[Items from a dataset]

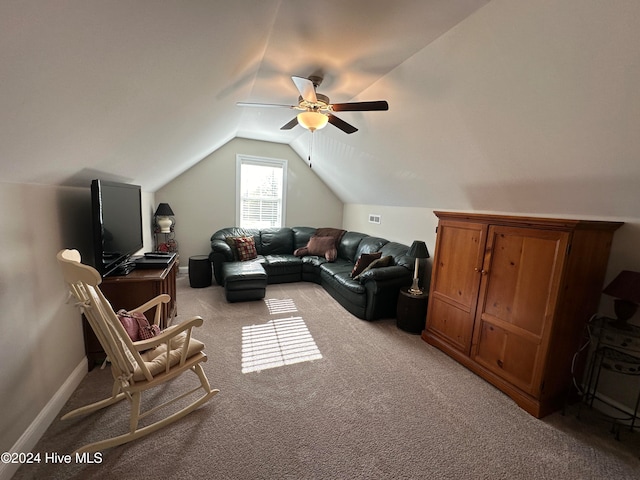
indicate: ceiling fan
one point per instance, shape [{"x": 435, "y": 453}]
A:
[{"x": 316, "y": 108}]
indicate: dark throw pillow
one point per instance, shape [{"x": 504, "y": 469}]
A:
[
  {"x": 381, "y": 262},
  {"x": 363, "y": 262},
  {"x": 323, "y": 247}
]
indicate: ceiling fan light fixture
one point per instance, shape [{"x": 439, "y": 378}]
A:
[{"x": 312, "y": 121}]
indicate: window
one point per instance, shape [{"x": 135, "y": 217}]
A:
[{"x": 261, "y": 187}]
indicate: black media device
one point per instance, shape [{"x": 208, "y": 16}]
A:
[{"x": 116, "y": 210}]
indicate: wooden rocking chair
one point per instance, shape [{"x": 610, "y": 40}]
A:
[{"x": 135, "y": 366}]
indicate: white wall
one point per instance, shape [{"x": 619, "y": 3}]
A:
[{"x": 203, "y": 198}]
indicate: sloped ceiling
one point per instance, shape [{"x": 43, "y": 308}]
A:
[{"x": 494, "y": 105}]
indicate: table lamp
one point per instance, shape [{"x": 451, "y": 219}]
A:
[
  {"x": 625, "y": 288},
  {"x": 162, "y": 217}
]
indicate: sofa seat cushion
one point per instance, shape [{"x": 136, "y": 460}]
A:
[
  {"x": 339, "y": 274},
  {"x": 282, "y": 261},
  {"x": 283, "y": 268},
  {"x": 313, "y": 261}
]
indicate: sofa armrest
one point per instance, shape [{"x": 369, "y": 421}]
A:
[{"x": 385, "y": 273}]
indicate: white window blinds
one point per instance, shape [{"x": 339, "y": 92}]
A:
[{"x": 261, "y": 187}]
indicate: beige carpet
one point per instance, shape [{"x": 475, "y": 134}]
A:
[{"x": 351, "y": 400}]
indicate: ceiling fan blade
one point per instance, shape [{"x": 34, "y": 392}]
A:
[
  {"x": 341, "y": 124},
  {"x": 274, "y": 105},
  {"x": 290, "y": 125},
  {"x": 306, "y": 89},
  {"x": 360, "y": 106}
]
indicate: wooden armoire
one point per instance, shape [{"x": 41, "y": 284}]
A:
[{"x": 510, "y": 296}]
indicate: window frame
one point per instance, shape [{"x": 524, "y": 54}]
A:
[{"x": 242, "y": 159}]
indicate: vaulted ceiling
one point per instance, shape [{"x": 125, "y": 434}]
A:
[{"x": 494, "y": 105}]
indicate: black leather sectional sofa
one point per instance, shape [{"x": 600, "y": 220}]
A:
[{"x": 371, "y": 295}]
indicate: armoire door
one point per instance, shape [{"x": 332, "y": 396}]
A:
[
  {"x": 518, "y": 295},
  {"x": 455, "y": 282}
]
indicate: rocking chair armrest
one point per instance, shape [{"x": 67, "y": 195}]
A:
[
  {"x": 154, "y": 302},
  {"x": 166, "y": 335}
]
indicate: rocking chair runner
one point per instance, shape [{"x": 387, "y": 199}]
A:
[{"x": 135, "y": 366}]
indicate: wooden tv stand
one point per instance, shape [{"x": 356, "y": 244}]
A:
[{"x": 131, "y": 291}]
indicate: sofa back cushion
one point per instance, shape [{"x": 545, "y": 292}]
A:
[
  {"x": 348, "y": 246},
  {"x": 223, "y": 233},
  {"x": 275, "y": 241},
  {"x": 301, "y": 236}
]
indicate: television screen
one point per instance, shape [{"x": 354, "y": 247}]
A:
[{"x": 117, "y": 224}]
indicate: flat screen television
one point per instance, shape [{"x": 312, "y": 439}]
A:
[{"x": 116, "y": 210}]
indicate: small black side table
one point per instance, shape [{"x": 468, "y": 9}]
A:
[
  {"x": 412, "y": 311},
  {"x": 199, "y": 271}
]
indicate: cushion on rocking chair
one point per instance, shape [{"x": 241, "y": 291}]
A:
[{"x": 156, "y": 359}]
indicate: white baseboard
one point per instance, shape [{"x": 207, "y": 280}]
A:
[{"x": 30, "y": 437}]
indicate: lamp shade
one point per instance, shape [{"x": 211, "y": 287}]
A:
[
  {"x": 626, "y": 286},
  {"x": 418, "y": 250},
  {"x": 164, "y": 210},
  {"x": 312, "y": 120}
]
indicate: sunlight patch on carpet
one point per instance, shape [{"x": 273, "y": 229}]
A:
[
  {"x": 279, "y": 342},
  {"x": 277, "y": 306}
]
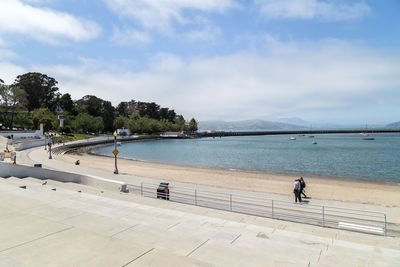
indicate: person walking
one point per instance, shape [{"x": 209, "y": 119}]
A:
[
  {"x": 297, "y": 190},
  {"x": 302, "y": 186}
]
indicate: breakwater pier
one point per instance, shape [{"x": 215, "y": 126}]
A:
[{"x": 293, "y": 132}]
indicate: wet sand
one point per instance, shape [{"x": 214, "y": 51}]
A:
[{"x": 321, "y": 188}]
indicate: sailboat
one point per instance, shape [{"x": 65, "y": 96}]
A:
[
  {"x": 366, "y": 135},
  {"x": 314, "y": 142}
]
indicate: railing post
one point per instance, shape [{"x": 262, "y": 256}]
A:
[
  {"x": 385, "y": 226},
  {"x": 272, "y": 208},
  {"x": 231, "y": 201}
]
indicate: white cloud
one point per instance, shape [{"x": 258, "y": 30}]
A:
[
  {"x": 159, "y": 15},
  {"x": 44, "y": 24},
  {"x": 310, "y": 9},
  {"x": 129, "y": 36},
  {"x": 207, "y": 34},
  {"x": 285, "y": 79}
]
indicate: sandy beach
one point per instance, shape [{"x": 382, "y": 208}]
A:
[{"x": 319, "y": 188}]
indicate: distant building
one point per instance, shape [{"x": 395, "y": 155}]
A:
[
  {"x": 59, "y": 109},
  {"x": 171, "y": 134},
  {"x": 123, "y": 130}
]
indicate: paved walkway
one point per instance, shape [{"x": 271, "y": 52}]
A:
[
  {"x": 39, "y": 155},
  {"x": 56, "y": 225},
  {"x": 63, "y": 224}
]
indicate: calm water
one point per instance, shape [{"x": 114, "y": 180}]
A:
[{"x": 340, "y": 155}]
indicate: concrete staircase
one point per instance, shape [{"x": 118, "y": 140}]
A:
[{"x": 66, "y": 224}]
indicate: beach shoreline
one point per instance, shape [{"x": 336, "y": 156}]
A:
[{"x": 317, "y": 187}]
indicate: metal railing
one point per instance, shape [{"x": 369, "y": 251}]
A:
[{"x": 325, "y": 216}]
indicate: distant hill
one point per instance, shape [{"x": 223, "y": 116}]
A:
--
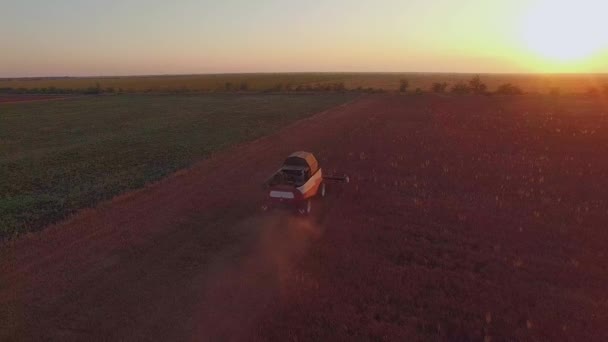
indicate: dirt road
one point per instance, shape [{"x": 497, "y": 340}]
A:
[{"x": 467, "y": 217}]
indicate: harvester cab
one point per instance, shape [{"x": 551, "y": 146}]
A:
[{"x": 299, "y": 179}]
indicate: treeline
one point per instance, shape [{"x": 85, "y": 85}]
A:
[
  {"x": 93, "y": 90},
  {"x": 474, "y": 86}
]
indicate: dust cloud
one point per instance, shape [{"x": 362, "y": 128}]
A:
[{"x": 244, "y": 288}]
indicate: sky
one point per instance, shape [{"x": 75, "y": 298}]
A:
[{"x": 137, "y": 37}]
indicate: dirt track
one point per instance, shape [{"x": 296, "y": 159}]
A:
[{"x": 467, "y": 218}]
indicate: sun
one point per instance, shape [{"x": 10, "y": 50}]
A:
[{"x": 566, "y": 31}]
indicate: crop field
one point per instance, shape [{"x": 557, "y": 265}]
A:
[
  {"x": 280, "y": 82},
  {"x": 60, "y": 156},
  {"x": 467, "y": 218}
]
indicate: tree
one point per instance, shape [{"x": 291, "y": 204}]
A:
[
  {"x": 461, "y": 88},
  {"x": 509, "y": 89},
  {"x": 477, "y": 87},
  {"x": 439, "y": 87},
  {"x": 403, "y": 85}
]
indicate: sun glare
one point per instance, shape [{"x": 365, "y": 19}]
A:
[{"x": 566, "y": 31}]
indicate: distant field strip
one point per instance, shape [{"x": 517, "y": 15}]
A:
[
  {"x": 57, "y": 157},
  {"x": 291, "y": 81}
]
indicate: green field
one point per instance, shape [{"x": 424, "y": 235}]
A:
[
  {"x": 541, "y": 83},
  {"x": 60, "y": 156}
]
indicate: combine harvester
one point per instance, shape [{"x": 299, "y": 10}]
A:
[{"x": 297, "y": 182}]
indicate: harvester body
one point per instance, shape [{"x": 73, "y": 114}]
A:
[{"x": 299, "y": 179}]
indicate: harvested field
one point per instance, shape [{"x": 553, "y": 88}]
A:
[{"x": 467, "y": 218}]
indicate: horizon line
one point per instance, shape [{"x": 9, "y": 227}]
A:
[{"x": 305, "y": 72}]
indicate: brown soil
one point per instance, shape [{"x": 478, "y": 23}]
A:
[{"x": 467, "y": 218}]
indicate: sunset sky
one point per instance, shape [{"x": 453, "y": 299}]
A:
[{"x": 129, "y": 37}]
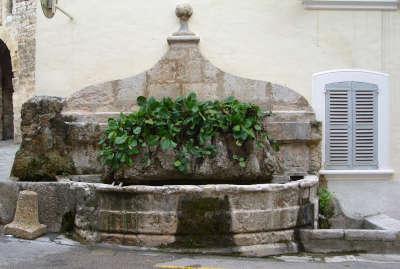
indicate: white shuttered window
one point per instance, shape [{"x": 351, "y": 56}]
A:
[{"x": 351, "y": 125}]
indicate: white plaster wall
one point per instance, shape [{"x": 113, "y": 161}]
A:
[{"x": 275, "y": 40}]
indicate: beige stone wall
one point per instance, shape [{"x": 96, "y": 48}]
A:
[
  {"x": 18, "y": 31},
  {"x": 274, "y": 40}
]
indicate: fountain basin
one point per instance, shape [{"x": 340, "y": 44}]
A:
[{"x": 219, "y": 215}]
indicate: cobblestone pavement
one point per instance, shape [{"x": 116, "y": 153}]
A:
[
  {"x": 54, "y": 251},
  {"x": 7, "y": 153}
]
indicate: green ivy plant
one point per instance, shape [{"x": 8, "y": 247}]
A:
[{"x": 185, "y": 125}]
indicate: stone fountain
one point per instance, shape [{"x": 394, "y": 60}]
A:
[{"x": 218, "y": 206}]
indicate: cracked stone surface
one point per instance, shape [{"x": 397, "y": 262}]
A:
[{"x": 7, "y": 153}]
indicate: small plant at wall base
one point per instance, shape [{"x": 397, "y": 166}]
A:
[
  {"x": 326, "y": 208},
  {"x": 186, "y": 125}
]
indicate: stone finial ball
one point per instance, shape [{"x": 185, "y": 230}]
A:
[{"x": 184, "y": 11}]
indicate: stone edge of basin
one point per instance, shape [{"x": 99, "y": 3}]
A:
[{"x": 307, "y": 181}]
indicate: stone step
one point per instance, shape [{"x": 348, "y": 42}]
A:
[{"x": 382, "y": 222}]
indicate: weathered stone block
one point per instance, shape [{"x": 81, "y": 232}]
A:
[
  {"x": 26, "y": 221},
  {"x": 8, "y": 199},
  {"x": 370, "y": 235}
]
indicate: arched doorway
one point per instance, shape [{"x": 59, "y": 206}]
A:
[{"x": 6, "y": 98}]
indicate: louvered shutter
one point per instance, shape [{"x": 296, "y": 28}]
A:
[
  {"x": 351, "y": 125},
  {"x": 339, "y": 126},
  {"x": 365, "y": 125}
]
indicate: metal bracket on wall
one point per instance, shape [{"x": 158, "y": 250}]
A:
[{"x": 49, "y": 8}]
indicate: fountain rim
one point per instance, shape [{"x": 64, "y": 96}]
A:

PROBLEM DETAILS:
Report every line of the records that contains the word "metal", copying each of those lines in full.

COMPLETE OUTPUT:
indicate: metal railing
indicate: metal bracket on wall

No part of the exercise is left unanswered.